◆ Short task:
Restate, word for word, the run of lines that starts at the line containing "Can you see the snow-covered mountain" and ends with the final line of the listing. Leave pictures out.

◆ Task input:
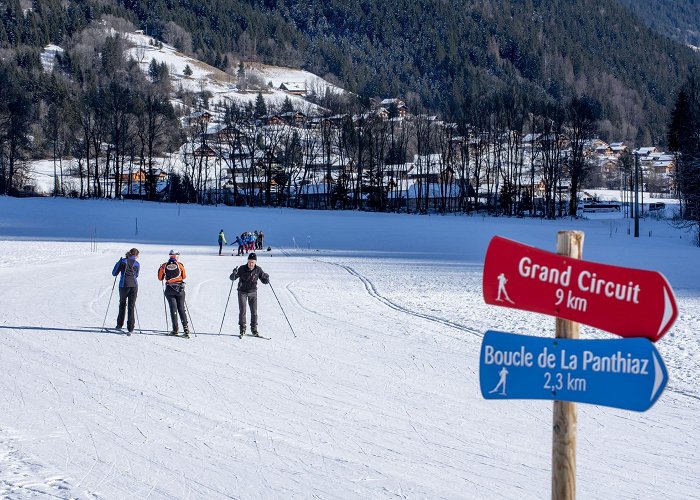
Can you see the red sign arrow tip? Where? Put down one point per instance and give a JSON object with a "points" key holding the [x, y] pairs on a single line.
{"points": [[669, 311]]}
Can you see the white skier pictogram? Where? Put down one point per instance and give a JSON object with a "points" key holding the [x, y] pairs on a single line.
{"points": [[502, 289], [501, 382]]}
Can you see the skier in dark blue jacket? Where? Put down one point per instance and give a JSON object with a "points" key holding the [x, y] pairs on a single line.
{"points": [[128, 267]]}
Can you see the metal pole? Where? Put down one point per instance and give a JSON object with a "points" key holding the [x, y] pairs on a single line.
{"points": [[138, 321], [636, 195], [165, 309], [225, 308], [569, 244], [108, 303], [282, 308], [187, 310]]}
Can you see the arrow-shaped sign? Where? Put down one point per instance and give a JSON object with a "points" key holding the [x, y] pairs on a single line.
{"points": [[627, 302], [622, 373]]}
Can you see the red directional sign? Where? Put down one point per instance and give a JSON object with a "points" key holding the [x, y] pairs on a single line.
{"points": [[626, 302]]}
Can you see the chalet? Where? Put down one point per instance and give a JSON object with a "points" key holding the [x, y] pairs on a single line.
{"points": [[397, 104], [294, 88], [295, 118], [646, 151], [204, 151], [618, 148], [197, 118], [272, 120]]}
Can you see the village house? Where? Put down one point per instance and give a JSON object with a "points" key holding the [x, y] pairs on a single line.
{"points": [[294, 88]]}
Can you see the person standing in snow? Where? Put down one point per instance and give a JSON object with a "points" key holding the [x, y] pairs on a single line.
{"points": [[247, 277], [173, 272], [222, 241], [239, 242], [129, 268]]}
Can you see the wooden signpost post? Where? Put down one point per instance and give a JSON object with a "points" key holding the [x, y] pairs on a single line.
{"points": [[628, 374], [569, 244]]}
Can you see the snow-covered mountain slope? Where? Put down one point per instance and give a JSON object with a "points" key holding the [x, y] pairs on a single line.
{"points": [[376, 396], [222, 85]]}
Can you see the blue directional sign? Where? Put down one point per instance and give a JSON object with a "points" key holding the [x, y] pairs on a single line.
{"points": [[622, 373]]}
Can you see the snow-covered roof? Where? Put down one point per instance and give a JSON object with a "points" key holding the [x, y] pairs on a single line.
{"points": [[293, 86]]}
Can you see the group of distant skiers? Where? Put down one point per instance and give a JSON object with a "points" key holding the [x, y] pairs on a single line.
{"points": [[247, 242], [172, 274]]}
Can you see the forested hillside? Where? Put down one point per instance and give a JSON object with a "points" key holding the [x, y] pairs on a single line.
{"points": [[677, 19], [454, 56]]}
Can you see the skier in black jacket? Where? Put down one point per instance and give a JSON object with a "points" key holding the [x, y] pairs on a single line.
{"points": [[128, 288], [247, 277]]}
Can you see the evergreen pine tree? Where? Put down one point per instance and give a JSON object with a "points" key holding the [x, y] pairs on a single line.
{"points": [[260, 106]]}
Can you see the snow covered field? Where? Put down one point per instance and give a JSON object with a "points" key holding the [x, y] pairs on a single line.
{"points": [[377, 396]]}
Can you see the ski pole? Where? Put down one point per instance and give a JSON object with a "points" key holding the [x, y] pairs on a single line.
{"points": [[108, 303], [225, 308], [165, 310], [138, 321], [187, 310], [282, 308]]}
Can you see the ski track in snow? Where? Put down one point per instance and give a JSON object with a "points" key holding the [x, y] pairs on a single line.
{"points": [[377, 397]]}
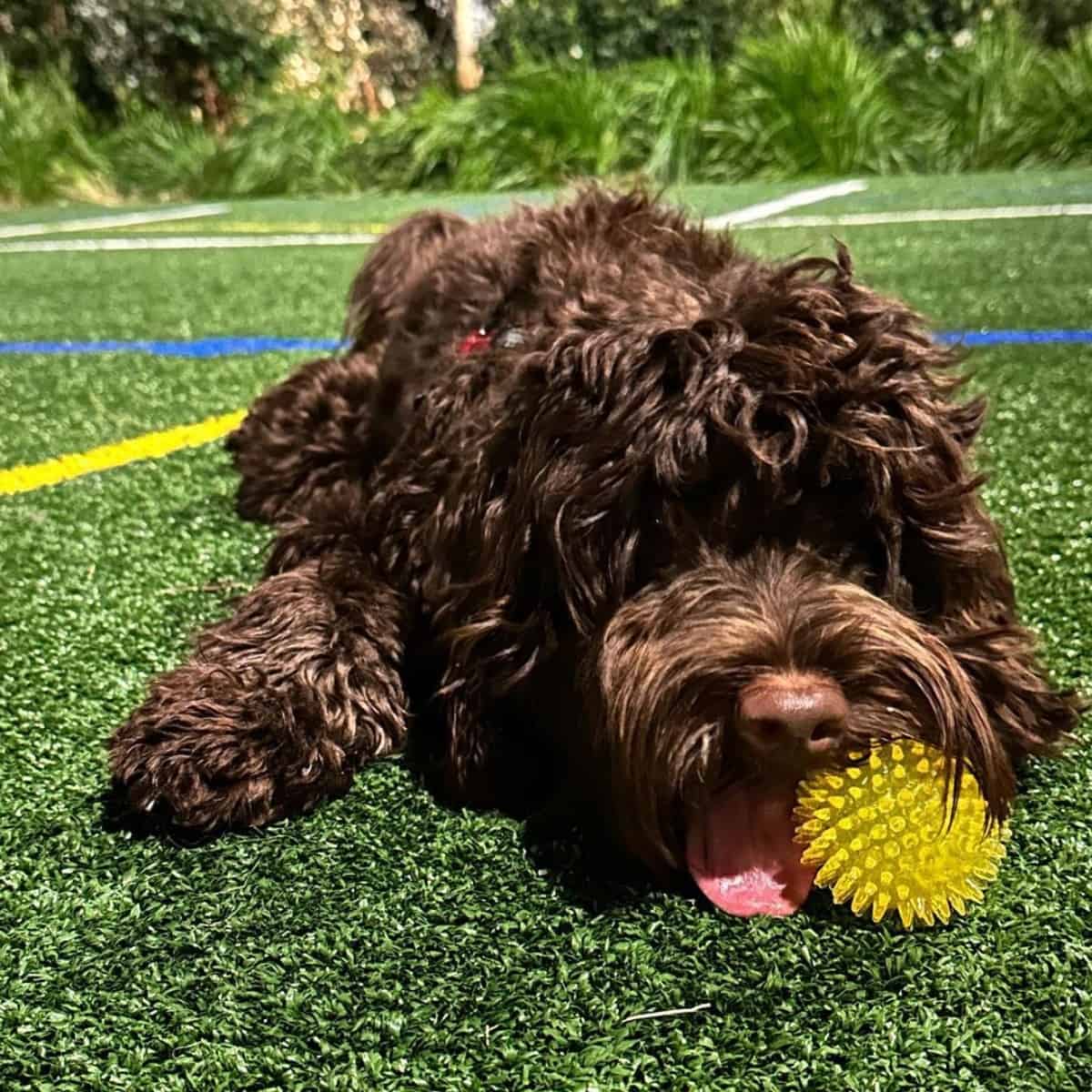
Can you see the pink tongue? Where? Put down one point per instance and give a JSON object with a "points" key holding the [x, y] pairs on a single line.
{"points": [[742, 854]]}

◆ Exercise response:
Can you see the snow-covered mountain slope? Where? Put down one point per instance and give a JSON object with a "points" key holding the [x, y] pairs on a single line.
{"points": [[376, 396], [222, 85]]}
Can you see the blue directional sign? Where? Put down one point per instance and give a JSON object with a "points" key holding the [x, y] pairs on a single line.
{"points": [[622, 373]]}
Can you see the snow-covered roof? Where? Put down one point per instance and give a JSON object with a "points" key holding the [x, y] pairs on a single line.
{"points": [[293, 86]]}
Can you see the group of distant skiers? Where? Put down one point per instance and give a JSON object with a "points" key holding the [x, y] pairs on a single line.
{"points": [[247, 242], [172, 274]]}
Can you see the forested hillside? Where? Put down one point per instance and give a JSON object with a "points" key holding the [x, y] pairs on a single line.
{"points": [[677, 19], [454, 56]]}
Can you see the skier in black jacket? Where? Put down one point per instance and give a JSON object with a "points" key holding the [x, y] pairs on a single line.
{"points": [[128, 288], [247, 277]]}
Can you see the evergreen pine tree? Where? Put down one point per instance and give a JSON object with a "points" key holding the [x, y] pairs on a single line.
{"points": [[260, 106]]}
Can you see the snow covered field? Where? Put down one point per instance and give a JSON object with a "points" key holding the [x, y] pairs on a single line.
{"points": [[377, 396]]}
Can you see the ski pole? Where? Put down one point per instance and give a JSON object with a "points" key holding the [x, y] pairs on a single line.
{"points": [[108, 303], [225, 308], [165, 310], [138, 321], [187, 310], [282, 308]]}
Can you see the ski track in snow? Where? Put down one point per instance and give a JSON object with a "points" key holding the [x, y] pairs on a single line.
{"points": [[377, 397]]}
Can you see the pink tongue? Where? Put down one point per instance and give a JSON object with a "points" key holding the [x, y] pairs on a single line.
{"points": [[742, 854]]}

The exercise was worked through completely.